EXERCISE GOAL ▸ Go through the lines below and retype each one exactly.

DATASET EXTRACT ▸
────────────────
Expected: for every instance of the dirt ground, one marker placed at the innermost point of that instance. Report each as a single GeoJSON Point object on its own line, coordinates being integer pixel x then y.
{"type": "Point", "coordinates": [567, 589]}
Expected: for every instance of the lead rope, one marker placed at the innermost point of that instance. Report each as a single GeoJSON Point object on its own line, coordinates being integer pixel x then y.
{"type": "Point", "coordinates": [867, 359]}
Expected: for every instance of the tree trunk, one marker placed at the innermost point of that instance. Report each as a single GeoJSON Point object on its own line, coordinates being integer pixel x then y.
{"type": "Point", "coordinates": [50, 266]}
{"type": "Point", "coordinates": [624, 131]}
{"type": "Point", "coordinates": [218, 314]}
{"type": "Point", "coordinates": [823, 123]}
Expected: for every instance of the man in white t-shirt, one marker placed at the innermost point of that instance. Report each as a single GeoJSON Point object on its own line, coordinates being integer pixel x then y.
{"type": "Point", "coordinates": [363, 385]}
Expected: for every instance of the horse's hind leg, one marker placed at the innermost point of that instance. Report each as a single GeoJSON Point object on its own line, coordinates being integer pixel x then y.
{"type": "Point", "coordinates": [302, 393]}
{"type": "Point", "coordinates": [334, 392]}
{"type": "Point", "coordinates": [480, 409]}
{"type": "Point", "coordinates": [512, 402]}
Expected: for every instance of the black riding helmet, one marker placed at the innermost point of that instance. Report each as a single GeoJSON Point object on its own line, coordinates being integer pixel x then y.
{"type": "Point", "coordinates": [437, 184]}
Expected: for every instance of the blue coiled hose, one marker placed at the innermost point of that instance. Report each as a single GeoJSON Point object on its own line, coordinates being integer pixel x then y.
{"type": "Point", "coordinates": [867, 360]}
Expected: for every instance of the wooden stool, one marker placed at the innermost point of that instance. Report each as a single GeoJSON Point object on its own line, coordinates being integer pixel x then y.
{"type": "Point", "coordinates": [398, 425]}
────────────────
RESULT OF THE EXERCISE ▸
Expected: for every instance of the dirt ground, one marker placed at the innermost point of that instance. Report each as a single GeoJSON Point object on its own line, coordinates being integer pixel x then y.
{"type": "Point", "coordinates": [567, 589]}
Expected: for every instance of the lead rope, one marker placed at the innermost point of that instance. Report each as a single GeoJSON Point object on its own line, coordinates being integer pixel x then y.
{"type": "Point", "coordinates": [867, 359]}
Expected: for every instance of the tree trunk, one marker placed at the innermost point of that instance. Report each as a single GeoJSON Point object on its own line, coordinates being integer pixel x then y.
{"type": "Point", "coordinates": [50, 266]}
{"type": "Point", "coordinates": [624, 131]}
{"type": "Point", "coordinates": [218, 314]}
{"type": "Point", "coordinates": [823, 123]}
Expected: for every instance of the man in white t-shirt, one marker placed at the innermost point of that instance. Report each as a single GeoJSON Point object on its own line, coordinates being integer pixel x then y.
{"type": "Point", "coordinates": [363, 385]}
Expected: for every instance of the horse's hind leg, one marker placed at the innermost point of that instance. Report each as a single GeoJSON Point object on its own line, coordinates being integer pixel x then y.
{"type": "Point", "coordinates": [302, 393]}
{"type": "Point", "coordinates": [334, 392]}
{"type": "Point", "coordinates": [480, 409]}
{"type": "Point", "coordinates": [512, 402]}
Expected: for every instance of the black riding helmet, one marker placed at the innermost point of that instance. Report each as a single GeoJSON Point object on its own line, coordinates being integer pixel x then y.
{"type": "Point", "coordinates": [437, 184]}
Expected: for every instance of the blue coiled hose, one marker placed at the innermost point of that instance. Report each as a single GeoJSON Point object on its own line, coordinates being integer pixel x then y.
{"type": "Point", "coordinates": [867, 360]}
Expected: for every instance of the wooden stool, one marker placed at the innermost point of that instance. Report each as a single GeoJSON Point object on its own line, coordinates being integer pixel x then y.
{"type": "Point", "coordinates": [398, 425]}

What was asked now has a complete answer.